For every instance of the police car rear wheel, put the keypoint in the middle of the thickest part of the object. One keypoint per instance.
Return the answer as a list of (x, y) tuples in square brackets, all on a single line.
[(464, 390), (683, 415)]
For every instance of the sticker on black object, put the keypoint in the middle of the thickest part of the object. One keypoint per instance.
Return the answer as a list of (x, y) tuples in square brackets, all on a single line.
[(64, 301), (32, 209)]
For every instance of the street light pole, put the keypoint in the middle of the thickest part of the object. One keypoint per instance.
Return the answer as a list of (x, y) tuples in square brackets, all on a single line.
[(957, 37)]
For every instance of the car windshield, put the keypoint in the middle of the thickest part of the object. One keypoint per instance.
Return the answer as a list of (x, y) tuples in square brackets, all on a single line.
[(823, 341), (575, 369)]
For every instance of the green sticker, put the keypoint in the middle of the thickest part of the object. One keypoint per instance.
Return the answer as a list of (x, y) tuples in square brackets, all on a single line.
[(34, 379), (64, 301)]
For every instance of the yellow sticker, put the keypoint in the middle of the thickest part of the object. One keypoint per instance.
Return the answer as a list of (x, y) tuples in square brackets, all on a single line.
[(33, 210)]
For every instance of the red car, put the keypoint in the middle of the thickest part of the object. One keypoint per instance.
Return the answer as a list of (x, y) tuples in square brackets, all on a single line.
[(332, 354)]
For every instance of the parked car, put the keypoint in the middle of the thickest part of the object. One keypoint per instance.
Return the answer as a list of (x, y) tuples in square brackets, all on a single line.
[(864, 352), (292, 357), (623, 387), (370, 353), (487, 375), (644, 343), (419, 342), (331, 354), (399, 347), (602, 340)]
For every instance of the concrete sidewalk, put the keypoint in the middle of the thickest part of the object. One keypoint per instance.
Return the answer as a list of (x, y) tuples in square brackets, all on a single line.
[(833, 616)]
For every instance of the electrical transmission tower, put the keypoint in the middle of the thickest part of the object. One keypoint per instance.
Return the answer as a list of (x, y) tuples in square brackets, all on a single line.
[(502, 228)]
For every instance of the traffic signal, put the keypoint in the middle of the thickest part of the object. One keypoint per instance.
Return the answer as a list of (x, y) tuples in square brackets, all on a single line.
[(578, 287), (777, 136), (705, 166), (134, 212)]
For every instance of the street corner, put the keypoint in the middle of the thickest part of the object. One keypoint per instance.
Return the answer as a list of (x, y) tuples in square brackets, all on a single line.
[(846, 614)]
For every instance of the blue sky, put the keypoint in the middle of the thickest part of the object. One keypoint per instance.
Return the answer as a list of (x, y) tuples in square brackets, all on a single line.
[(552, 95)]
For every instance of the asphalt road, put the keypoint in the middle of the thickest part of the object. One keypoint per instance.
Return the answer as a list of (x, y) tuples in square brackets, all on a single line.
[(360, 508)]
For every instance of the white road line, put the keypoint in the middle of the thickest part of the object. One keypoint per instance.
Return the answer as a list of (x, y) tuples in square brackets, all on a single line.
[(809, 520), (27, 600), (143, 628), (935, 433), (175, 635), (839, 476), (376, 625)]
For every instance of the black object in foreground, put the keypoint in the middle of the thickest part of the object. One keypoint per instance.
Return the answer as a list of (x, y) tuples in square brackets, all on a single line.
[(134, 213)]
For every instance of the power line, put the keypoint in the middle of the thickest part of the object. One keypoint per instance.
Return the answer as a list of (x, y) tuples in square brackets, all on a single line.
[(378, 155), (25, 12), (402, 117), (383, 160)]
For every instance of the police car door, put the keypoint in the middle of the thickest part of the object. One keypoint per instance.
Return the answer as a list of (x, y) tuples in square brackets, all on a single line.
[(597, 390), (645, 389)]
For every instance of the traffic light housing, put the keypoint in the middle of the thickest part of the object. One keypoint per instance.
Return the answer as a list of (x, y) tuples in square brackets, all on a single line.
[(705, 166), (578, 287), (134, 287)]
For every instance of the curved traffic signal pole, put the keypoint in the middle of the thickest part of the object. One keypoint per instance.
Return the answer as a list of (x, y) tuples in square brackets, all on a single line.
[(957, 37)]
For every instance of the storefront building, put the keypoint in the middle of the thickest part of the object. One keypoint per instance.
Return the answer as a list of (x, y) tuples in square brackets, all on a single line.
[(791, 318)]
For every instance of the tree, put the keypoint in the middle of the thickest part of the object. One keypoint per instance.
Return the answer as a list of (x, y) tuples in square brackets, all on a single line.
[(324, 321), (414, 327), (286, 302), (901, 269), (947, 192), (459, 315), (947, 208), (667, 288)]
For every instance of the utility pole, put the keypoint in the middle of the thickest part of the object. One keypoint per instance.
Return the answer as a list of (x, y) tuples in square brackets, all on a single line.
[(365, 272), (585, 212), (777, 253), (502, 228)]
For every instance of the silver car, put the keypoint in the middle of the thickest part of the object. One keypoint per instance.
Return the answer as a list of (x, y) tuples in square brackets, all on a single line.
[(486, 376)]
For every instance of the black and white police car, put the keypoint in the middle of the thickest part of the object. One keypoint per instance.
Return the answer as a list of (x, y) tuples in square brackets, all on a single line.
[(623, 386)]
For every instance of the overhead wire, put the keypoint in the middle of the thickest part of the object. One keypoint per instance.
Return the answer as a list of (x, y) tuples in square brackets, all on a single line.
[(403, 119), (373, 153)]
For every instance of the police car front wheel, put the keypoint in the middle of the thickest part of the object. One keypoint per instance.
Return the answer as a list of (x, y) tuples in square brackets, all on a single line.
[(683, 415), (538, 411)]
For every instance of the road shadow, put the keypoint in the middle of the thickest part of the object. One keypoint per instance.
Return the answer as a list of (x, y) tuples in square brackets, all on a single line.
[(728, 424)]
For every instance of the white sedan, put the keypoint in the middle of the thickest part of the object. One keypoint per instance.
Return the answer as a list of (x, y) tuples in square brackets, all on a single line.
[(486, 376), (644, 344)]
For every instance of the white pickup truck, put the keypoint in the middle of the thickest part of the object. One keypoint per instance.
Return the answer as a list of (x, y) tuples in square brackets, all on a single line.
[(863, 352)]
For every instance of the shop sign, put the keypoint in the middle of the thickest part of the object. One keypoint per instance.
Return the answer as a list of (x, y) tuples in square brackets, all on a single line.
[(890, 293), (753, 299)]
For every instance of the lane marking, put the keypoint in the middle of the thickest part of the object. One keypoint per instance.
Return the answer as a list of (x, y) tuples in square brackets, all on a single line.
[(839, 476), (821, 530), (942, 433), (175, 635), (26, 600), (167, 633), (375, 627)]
*-*-*
Exercise aim: Without omitting anything, output the entries exactly.

Exercise result:
For every instance of the police car rear wheel, put the keypoint in the middle of the thickest part of the object. One keypoint per instance.
Return the answer as a list of (x, y) tuples in square brackets, all on a single line.
[(464, 390), (683, 415)]
For every instance of the sticker on black object, put the keypoint in the middle of the thickest part of the object. One keypoint per instance.
Return the answer as a list of (x, y) tuples in square brackets, all on a single line.
[(64, 301), (32, 209)]
For every instance of the street light pole, put the keypoint in the middle of the thickest part of the object. One keypoint per instance.
Return the answer as a list of (x, y) tuples in square brackets, all on a single line.
[(957, 37)]
For every instance of the car windshield, put the keypoint in the middle of the thickest part of the object. One keypoint per instance.
Return the answer as a list of (x, y) tuples in square brackets, all on a single line.
[(823, 341), (575, 369)]
For every instance of the green sticker, put the keypoint in the middle of the thickest part of the object. One keypoint per instance.
Return the answer as a list of (x, y) tuples in square brackets, all on a single line.
[(34, 379), (64, 301)]
For every instance of the yellow sticker, put the keypoint in the middle of the thickest part of the object. One keypoint per instance.
Return the answer as a list of (x, y) tuples in square brackets, all on a single line.
[(33, 210)]
For every instance of the red car, put the keypoint in the middle of the thickest part of the object. One keypoint per instance.
Return the answer as a list of (x, y) tuples in square brackets, all on a single line.
[(332, 354)]
For every instance of the parked car, put the keypoint in the middle of the thickest part of the object. One keypoint per instance.
Return the answer as a list of (x, y) tuples in square brackets, all on a single line.
[(864, 352), (292, 357), (623, 387), (370, 353), (487, 375), (644, 343), (419, 342), (331, 354), (399, 347), (602, 340)]
For every instance of the concrete sidewalk, put the keypoint in the middle of the thickest part of the object. One keypoint per instance.
Return the answer as a list of (x, y) tuples in square brackets, all on a single line.
[(833, 616)]
For every instance of the electrical transmission tower, put the keypoint in the middle of the thickest part of the object. One keypoint per instance.
Return the answer as a list of (x, y) tuples in square brackets, all on a single line.
[(502, 228)]
For every instance of the traffic signal, put the keypoint in the middle of the thickest part of the object. One keypoint per instance.
Return the answer as a list of (x, y) tuples in square brackets, all on a single line.
[(578, 287), (777, 136), (705, 166), (134, 212)]
For every instance of the street corner, put the keypoint in the middle of the thickest part of the object. One keypoint per instance.
Return the answer as a list of (x, y) tuples in square brackets, all on a single line.
[(846, 614)]
For every instance of the blue sky, put the keypoint in the middle of the thickest part of the object. One keypoint per instance.
Return the answer as a list of (x, y) tuples in square brackets, all on a single line.
[(552, 95)]
For every instance of the asphalt road, put the keypoint in the middle of the thickest part of the object. One keypoint per instance.
Return the answer as a list of (x, y) tuples in square brackets, all on a single line.
[(360, 508)]
For every instance of the white road line, put the keypoint in the middle of the thickest part of the object. One keypoint per instance.
Return the answer as a list of (x, y) tuples in square brackets, all on a single line.
[(809, 520), (27, 600), (143, 628), (935, 433), (175, 635), (839, 476), (376, 625)]
For every instance of the black object in foreground, put the keypoint in the middle of the thickest part of the object. One keypoint per instance.
Return the answer as a list of (x, y) tuples in square brackets, all on a single line.
[(134, 213)]
For every instance of the power line, put the keypoint in the middle of the thickest part of the object. One keypoint per instance.
Return the answer as a list of (x, y) tuples in square brackets, all on a single line.
[(378, 155), (25, 12), (402, 117), (383, 160)]
For every instance of the police car door, put the keypoint in the middle of the thickest part of the object. One keypoint per instance.
Return the answer as a list of (x, y) tuples in square brackets, all on a single line.
[(597, 390), (645, 389)]
For every instance of the traffic light housing, put the keypoint in the middle of the thickest part of the object. One keypoint per instance.
Return the answer as a list of (x, y) tuples in square brackets, all on a single line.
[(705, 166), (578, 287), (134, 287)]
For every instance of the curved traffic signal pole, put the keypoint in the middle of the thickest part of the object. One keypoint per instance.
Return the answer as a list of (x, y) tuples in square brackets, all on a single line.
[(957, 37)]
For every instance of the storefront building, put the keypoint in the middle of the thickest part of the object. One keypoint per instance.
Return the answer as a list of (x, y) tuples in square brackets, all on a single line.
[(791, 318)]
For every instance of the tree, put the keypoint in the middle of the thickest part of the object. One keypoint per instance.
Return the answer as a list of (x, y) tuples in square brackets, all on a single line.
[(324, 321), (414, 327), (286, 302), (901, 269), (947, 192), (459, 315), (947, 208), (667, 288)]
For every instance of the utility pole, put the keypoint in the middle of the thickest part of the object. One keypoint per instance.
Return the answer as a list of (x, y) tuples in square brackets, all on a single line.
[(365, 272), (585, 212), (777, 253), (502, 228)]
For every instance of the silver car, put the keypoint in the middle of the thickest part of the object. One keypoint per instance.
Return the answer as a list of (x, y) tuples in square brackets, all on a single line.
[(486, 376)]
For every instance of the black and white police car, put the keypoint in the middle of the thickest part of the object. One keypoint per instance.
Return the answer as a list of (x, y) tuples in square brackets, all on a single line.
[(623, 386)]
For every instance of the overhead wire, put the keypoint in the middle of the thickest part of the object. One keypoint per instance.
Return the answer as a list of (x, y) tuples in square brackets, all on a single line.
[(403, 119), (373, 153)]
For every instance of the police car front wheel, put the keypoint in the middle of the thickest part of the object. One keypoint per instance.
Return the answer as a list of (x, y) tuples in square brackets, all on a single line.
[(683, 415), (538, 411)]
For every instance of the road shadow, put the keypoint in the middle of the thickest part of the object. One keypoint per instance.
Return the answer as a list of (x, y) tuples in square brackets, all on a single line.
[(728, 424)]
For every instance of the white sedan, put the keypoint in the middle of the thickest part of the object. One keypoint per instance.
Return the answer as a list of (x, y) tuples in square brackets, all on a single line.
[(486, 376), (644, 344)]
For every instance of the white pickup truck, put the keypoint in the middle of the thickest part of the object. One keypoint per instance.
Return the answer as a list of (x, y) tuples in square brackets, all on a single line.
[(863, 352)]
For every instance of the shop sign, put the keypoint in the middle of the thickest part of the object. One keypoint per instance.
Return the answer as a list of (x, y) tuples in square brackets, all on a single line.
[(890, 293), (753, 299)]
For every instance of the lane marking, put the keypoint in the middle of the thickest part of the object. One keypoint per instance.
Return the answer as a list of (x, y) tuples in square brackets, all on a single line.
[(839, 476), (821, 530), (942, 433), (175, 635), (26, 600), (167, 633), (375, 627)]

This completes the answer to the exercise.